■ WORK ITEM: Reproduce the entries in full, with no changes.

■ INPUT DATA:
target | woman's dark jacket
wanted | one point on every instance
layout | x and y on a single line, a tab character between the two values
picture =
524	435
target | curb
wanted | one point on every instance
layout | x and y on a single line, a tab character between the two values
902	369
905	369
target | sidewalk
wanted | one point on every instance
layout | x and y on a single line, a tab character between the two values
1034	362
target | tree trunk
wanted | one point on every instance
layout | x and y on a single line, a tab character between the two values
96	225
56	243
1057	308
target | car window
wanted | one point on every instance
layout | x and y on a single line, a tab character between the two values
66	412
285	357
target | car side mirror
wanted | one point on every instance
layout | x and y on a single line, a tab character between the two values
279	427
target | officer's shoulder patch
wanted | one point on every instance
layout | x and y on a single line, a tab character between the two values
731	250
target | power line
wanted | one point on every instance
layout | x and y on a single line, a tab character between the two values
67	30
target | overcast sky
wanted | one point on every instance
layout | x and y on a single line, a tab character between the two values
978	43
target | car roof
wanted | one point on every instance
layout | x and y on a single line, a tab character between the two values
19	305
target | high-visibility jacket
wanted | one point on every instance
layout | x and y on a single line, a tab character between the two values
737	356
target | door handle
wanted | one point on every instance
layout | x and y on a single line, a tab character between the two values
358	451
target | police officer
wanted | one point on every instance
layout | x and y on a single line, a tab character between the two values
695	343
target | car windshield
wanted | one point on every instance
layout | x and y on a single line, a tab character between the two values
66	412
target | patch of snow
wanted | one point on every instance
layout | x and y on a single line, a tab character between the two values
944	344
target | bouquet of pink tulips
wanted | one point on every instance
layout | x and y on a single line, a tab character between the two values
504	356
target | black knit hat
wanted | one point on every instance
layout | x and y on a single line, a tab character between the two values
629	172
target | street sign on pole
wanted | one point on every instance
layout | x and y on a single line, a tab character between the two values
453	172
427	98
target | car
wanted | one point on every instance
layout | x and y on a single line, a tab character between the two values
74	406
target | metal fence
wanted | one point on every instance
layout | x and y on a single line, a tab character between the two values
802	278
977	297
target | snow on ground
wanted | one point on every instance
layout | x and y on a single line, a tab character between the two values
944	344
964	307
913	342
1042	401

■ TASK ANSWER:
target | woman's dark jacket
wanted | one point on every instance
layout | x and y on a single line, a tab character between the two values
picture =
524	435
target | curb
wanted | one point on every instance
layout | x and y on a single line, a tab character between the two values
902	369
905	369
target | sidewalk
wanted | one point on every instance
layout | x and y on a single line, a tab character between the two values
1034	362
target | tree trunk
wanted | one point on every instance
layout | x and y on a single line, a tab character between the two values
96	225
56	243
1057	308
target | car window
wanted | one point on every instance
layout | x and y on a single line, a tab character between the two values
66	412
285	357
target | car side mirror
wanted | one point on every instance
layout | x and y on a single line, a tab character between the two values
279	427
target | officer's shoulder patch
wanted | one point on every instance
layout | x and y on a single line, a tab character between the two values
731	250
target | power line
wanted | one point on every instance
layout | x and y on a single line, a tab character between the two values
67	30
target | overcast sky
wanted | one point on every instance
layout | x and y on a single line, a tab character between the two values
978	43
target | car roof
wanted | one point on every instance
layout | x and y on a single line, a tab character between the two values
19	305
target | high-visibility jacket
wanted | one point on every instance
layout | x and y on a single line, a tab character between the two values
737	356
target | door handle
wanted | one point on every instance
layout | x and y on a single line, a tab character between the two values
358	451
target | police officer
wanted | one point on every instance
layout | x and y on a single line, a tab character between the two values
695	343
target | car windshield
wanted | one point on every instance
layout | x and y on a single line, a tab character between the two values
66	412
target | patch of snow
wanted | one point on every instance
layout | x and y on a single line, a tab character between the two values
944	344
target | bouquet of pink tulips
wanted | one point on every instance
layout | x and y on a single line, a tab character between the two values
504	356
target | black knit hat
wanted | one point on every instance
layout | x and y on a single line, a tab character between the two values
629	172
target | street sign on pole
wanted | one point on every instance
layout | x and y on a single line, a tab character between the two values
453	172
427	98
target | car
wanted | one point on every instance
layout | x and y on a single line, a tab character between the two values
74	406
target | metal fence
wanted | one point on every instance
layout | x and y on a single line, a tab character between the two values
802	278
977	297
target | snow on ground
wanted | one point on every instance
layout | x and y on a single line, a tab character between the two values
944	344
964	307
913	342
1042	401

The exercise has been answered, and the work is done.